### Exercise requirements
Retype each entry below precisely as it reads.

╭──

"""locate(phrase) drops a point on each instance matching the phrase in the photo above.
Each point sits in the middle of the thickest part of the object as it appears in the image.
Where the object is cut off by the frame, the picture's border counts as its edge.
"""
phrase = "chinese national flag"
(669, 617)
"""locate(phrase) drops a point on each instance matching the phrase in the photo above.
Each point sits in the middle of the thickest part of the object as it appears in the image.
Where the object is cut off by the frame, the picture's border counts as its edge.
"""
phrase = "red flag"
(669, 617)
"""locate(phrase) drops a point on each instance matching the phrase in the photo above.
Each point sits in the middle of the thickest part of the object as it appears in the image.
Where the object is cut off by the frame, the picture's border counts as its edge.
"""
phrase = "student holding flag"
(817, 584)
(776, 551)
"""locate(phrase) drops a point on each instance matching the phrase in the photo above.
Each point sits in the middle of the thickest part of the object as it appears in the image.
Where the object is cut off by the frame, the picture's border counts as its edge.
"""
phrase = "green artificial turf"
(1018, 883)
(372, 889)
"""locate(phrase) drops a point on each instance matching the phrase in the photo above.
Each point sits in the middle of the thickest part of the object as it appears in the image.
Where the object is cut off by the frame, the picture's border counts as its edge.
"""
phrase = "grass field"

╰──

### Expected output
"""locate(phrase) drops a point on each instance matching the phrase in the photo above.
Each point sits in the middle of the thickest part of the object as it appears in the image.
Where the object is cut off by the frame, the picture's border counts as its edge.
"""
phrase = "chinese national flag"
(669, 617)
"""locate(phrase) drops a point on each instance matching the phrase in the photo above.
Each point sits in the middle of the thickest part of the object as it appears in the image.
Where the object is cut off by the frame, the picture's border counts as its edge.
"""
phrase = "red flag"
(669, 617)
"""locate(phrase) drops a point on each instance matching the phrase in the photo above.
Each point sits in the middle of the thickest part of the object as it appears in the image.
Where the object is cut off by the frame, the picture's border counts as its edge.
"""
phrase = "student holding flag"
(817, 584)
(776, 551)
"""locate(phrase) drops a point on each instance matching the phrase in the photo above.
Each point sits in the middle of the thickest part of the object as it appears in the image.
Where the object is cut off by the frame, the picture's border counts as its edge.
"""
phrase = "green artificial turf"
(1018, 883)
(372, 889)
"""locate(phrase) drops a point on each instance matching the phrase in the photo above.
Each point sits in the middle of the thickest part of the object as it appears in the image.
Where the object is cut off by the frame, the picture's border counts as its edge.
"""
phrase = "grass field"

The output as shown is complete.